Exercise description » Copy the lines below word for word, starting with the first line and ending with the line that contains "Target: daisy flower". Leave the pictures out of your copy.

Material supplied »
##########

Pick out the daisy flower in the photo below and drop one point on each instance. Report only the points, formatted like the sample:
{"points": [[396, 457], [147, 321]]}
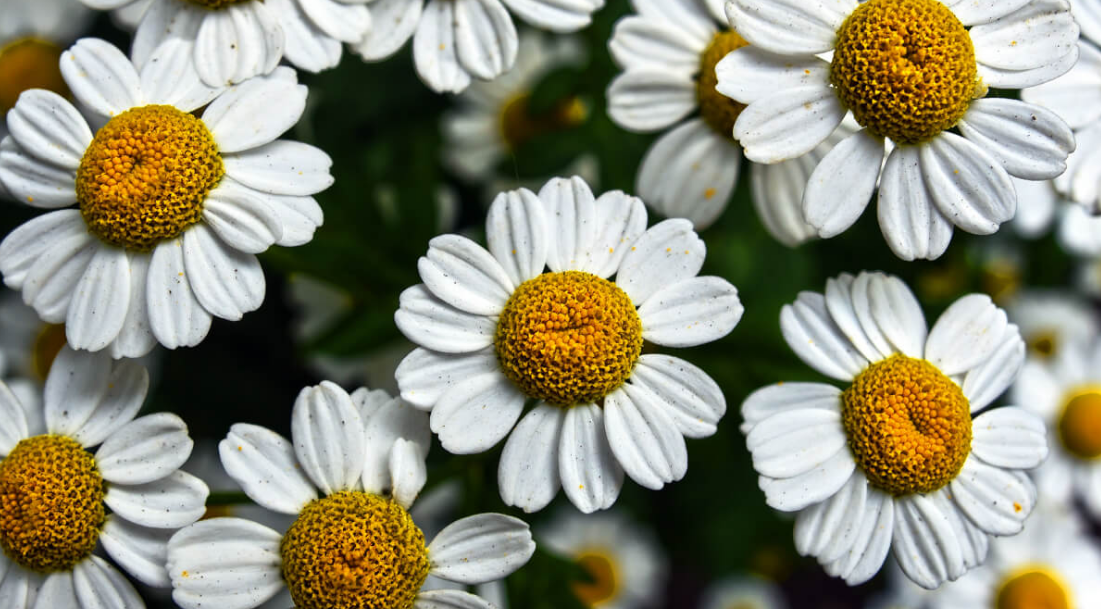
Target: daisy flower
{"points": [[457, 41], [1066, 393], [173, 208], [62, 501], [894, 460], [912, 73], [1053, 564], [497, 330], [624, 563], [348, 476], [668, 53]]}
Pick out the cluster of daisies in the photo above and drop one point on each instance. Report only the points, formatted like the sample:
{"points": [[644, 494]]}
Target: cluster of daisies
{"points": [[162, 174]]}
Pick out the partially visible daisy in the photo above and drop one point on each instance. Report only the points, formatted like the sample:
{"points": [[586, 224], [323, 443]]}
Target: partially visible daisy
{"points": [[535, 319], [349, 474], [912, 73], [627, 566], [173, 208], [1054, 564], [668, 52], [1066, 393], [895, 461], [61, 501], [458, 41]]}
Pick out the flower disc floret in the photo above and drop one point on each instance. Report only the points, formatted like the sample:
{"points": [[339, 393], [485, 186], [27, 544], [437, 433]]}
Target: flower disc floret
{"points": [[568, 338], [145, 176], [905, 68], [908, 425], [51, 503], [353, 551]]}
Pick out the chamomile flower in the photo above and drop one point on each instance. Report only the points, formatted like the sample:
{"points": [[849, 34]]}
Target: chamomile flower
{"points": [[627, 566], [912, 73], [173, 208], [497, 330], [349, 474], [1066, 393], [894, 461], [668, 52], [458, 41], [61, 501]]}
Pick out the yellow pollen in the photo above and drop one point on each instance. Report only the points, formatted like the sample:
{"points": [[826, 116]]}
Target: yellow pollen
{"points": [[1080, 424], [25, 64], [908, 425], [1033, 587], [906, 68], [568, 338], [353, 550], [718, 110], [145, 175], [51, 503]]}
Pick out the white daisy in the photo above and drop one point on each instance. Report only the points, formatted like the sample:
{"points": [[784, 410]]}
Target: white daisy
{"points": [[1053, 564], [350, 472], [895, 461], [62, 502], [668, 52], [156, 248], [909, 72], [627, 566], [497, 332], [456, 41], [1066, 393]]}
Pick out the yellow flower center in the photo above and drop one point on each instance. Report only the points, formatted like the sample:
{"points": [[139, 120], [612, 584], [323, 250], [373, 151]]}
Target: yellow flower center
{"points": [[353, 550], [29, 64], [1033, 588], [519, 124], [1080, 424], [906, 68], [718, 110], [51, 503], [908, 425], [145, 175], [603, 585], [568, 338]]}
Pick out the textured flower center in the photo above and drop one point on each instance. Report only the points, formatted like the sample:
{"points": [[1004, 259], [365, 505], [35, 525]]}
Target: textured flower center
{"points": [[29, 64], [1080, 424], [51, 503], [905, 68], [603, 585], [718, 110], [1034, 588], [145, 175], [519, 124], [908, 425], [353, 551], [568, 338]]}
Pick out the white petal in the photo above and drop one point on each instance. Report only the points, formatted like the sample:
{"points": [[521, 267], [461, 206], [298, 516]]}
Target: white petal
{"points": [[144, 449], [480, 548], [476, 414], [263, 464]]}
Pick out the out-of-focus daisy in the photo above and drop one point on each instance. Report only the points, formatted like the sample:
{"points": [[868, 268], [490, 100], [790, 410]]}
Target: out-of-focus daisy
{"points": [[911, 72], [1066, 393], [457, 41], [623, 561], [894, 460], [668, 52], [1053, 564], [61, 501], [172, 207], [743, 593], [497, 330], [349, 474]]}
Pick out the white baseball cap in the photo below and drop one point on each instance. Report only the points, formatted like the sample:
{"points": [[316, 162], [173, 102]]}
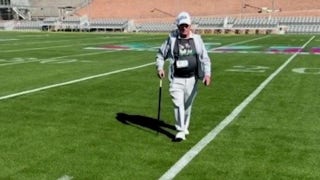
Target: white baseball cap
{"points": [[183, 18]]}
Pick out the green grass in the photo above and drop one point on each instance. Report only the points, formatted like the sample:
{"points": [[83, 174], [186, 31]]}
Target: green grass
{"points": [[104, 128]]}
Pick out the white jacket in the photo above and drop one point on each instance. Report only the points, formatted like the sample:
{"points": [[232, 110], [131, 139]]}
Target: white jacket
{"points": [[166, 52]]}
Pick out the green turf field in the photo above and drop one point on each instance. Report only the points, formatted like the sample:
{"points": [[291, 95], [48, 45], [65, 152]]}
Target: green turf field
{"points": [[84, 106]]}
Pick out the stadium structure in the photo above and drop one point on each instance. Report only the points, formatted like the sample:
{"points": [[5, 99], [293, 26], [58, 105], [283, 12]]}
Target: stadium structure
{"points": [[209, 17]]}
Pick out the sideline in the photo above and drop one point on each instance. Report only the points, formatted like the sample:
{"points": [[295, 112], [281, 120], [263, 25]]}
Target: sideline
{"points": [[72, 82], [195, 150]]}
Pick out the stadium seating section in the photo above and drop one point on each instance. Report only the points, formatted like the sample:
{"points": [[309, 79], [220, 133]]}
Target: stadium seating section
{"points": [[250, 16]]}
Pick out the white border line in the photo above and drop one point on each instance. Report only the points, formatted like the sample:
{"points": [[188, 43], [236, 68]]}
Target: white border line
{"points": [[72, 82], [195, 150]]}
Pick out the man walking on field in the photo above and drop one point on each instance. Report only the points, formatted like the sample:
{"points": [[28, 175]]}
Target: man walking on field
{"points": [[189, 62]]}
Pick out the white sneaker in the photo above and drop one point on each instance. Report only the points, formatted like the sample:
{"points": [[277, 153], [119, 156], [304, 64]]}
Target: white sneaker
{"points": [[180, 136]]}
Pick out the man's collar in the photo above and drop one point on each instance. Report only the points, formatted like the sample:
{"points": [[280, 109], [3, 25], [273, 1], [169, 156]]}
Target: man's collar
{"points": [[190, 36]]}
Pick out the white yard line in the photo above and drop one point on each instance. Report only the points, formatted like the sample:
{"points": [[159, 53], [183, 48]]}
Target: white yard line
{"points": [[71, 82], [195, 150]]}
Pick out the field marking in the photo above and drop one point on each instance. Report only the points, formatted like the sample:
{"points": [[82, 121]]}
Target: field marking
{"points": [[195, 150], [72, 82], [7, 63]]}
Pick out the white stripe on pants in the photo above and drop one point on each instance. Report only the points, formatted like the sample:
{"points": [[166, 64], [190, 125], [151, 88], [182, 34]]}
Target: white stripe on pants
{"points": [[183, 91]]}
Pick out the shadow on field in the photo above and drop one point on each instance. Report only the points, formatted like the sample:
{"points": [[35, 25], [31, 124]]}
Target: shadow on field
{"points": [[146, 122]]}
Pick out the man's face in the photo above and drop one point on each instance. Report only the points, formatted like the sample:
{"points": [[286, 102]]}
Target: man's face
{"points": [[184, 30]]}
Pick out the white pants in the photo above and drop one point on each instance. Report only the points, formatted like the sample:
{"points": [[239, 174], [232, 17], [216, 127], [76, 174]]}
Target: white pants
{"points": [[183, 91]]}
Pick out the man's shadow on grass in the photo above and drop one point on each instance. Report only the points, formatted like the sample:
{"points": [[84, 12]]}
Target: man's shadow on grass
{"points": [[146, 122]]}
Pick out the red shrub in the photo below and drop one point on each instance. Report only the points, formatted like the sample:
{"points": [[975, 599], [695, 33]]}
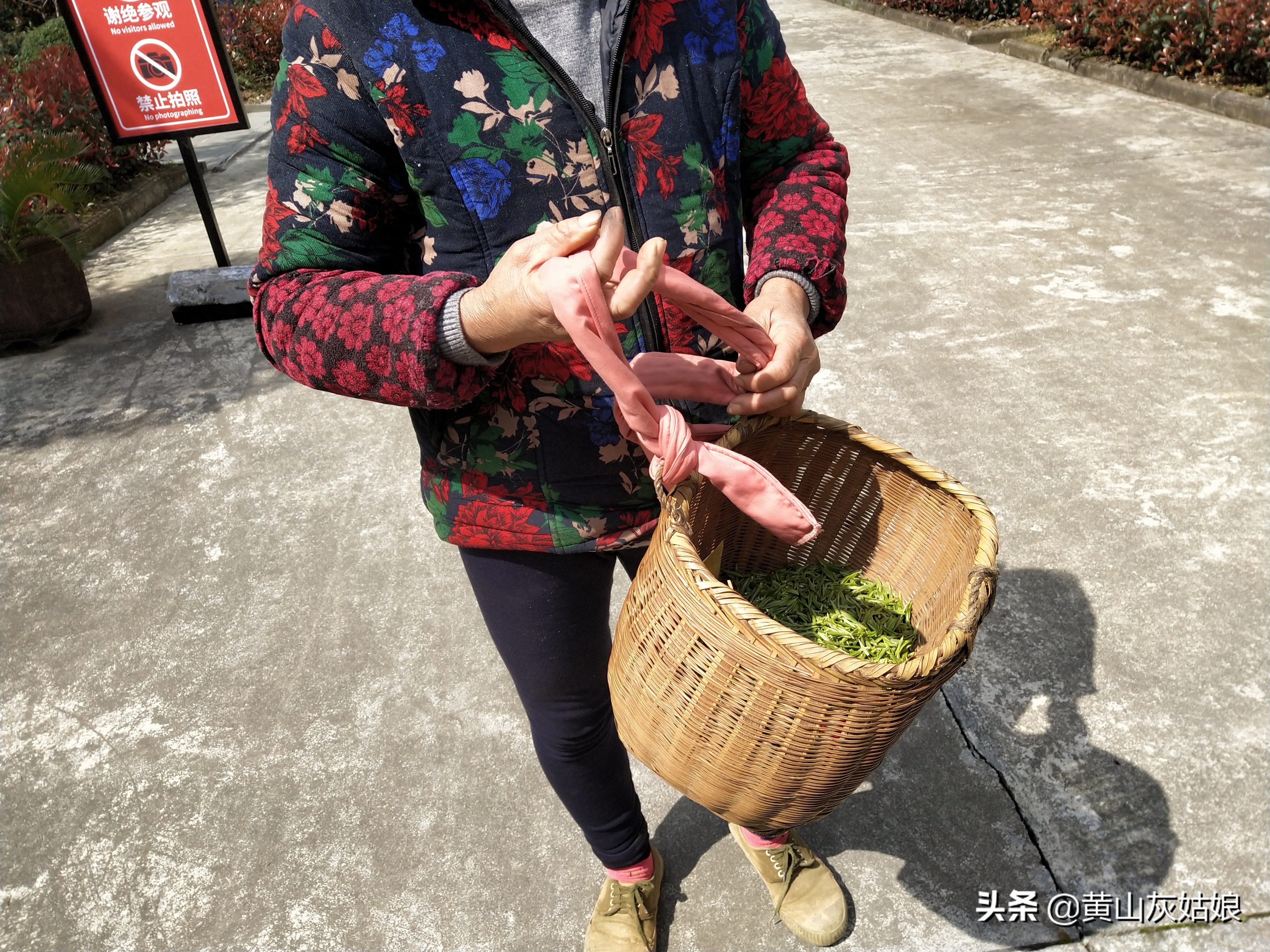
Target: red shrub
{"points": [[51, 94], [1228, 38], [253, 36]]}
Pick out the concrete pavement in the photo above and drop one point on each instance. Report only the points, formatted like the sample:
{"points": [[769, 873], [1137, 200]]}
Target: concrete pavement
{"points": [[249, 704]]}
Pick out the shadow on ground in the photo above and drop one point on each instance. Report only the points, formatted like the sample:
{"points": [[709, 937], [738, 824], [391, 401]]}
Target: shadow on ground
{"points": [[920, 807], [131, 366]]}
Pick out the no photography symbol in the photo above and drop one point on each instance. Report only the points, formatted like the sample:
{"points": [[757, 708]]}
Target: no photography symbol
{"points": [[157, 65]]}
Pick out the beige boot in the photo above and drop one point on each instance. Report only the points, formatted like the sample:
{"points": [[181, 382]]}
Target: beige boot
{"points": [[804, 893], [625, 916]]}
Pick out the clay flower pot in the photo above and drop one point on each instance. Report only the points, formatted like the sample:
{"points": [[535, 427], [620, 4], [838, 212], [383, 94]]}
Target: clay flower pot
{"points": [[43, 296]]}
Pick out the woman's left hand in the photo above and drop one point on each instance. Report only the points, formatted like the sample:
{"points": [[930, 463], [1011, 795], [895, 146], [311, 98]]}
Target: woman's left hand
{"points": [[780, 388]]}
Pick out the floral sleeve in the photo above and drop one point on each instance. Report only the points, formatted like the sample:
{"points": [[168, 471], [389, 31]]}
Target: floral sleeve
{"points": [[794, 176], [338, 303]]}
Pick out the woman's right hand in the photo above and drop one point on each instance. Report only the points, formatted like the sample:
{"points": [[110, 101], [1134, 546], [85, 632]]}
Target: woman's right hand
{"points": [[511, 308]]}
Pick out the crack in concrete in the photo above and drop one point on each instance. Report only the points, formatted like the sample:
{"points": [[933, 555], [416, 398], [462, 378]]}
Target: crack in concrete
{"points": [[1014, 800]]}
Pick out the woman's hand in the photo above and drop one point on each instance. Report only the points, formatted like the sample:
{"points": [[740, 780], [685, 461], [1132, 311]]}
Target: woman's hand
{"points": [[511, 308], [779, 389]]}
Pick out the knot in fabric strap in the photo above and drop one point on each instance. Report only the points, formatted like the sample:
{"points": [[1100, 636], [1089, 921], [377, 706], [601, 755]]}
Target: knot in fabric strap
{"points": [[578, 300], [676, 449]]}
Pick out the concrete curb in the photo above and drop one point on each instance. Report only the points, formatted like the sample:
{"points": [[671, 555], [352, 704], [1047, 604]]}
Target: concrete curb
{"points": [[987, 36], [1235, 106], [1005, 40], [121, 211]]}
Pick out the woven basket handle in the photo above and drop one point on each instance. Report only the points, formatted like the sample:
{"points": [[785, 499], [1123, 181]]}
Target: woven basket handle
{"points": [[577, 296]]}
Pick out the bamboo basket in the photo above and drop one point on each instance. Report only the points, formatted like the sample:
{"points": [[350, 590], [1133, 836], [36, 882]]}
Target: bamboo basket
{"points": [[742, 715]]}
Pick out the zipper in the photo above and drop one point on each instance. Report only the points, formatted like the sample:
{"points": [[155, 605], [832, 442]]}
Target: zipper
{"points": [[646, 315]]}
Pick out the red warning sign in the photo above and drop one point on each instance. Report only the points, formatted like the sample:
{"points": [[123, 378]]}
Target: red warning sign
{"points": [[158, 69]]}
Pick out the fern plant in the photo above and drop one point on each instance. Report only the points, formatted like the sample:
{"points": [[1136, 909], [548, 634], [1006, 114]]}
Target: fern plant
{"points": [[41, 184]]}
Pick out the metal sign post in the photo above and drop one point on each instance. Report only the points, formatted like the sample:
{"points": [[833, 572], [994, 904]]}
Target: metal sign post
{"points": [[205, 202], [158, 71]]}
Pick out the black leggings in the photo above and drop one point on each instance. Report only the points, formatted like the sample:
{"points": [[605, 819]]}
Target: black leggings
{"points": [[549, 619]]}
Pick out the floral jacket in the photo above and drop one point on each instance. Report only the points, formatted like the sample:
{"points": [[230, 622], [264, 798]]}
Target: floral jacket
{"points": [[416, 141]]}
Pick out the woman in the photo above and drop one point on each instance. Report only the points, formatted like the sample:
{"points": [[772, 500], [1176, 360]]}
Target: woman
{"points": [[427, 159]]}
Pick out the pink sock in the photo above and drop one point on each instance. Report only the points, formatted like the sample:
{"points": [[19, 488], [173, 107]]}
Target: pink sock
{"points": [[639, 873], [758, 842]]}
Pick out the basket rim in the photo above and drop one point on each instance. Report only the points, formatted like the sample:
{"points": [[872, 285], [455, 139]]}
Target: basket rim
{"points": [[976, 601]]}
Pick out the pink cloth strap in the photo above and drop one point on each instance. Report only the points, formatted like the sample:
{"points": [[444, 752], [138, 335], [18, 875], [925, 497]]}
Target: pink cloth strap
{"points": [[573, 287]]}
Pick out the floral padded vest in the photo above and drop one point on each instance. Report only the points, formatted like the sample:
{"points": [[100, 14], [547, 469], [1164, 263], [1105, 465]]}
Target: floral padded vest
{"points": [[416, 141]]}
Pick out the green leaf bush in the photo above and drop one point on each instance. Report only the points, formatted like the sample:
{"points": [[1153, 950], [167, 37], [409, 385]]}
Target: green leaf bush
{"points": [[41, 182], [49, 94]]}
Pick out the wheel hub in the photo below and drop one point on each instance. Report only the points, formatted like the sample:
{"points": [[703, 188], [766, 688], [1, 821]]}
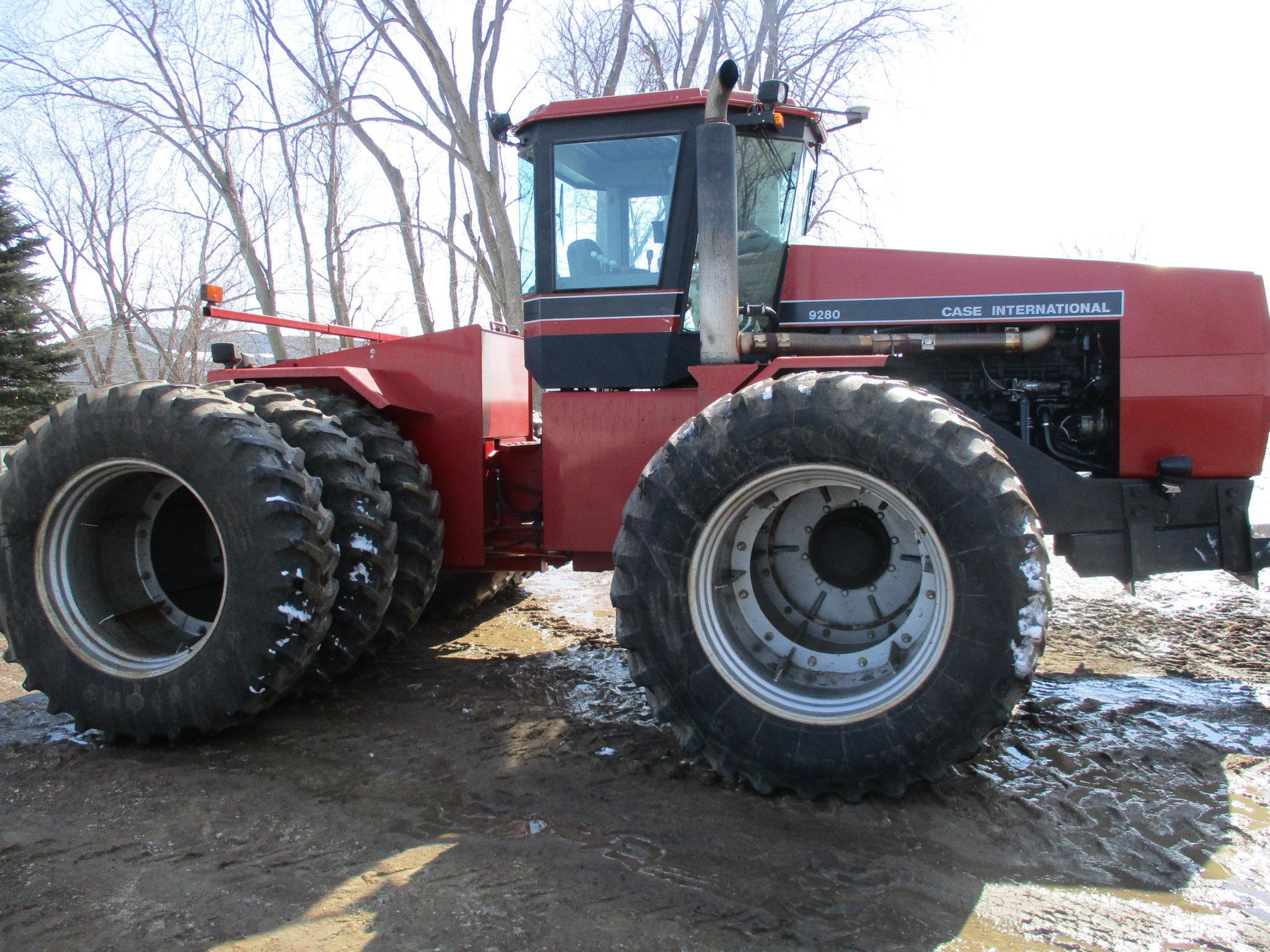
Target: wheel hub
{"points": [[130, 568], [821, 593], [850, 547]]}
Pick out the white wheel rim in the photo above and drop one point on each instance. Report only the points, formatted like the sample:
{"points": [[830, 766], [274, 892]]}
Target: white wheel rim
{"points": [[810, 649], [100, 583]]}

##########

Correct response »
Pick out the daisy flower in the photo below and drop one point on each instance. Report only the points, formatted like the sample:
{"points": [[396, 457], [147, 321]]}
Target: daisy flower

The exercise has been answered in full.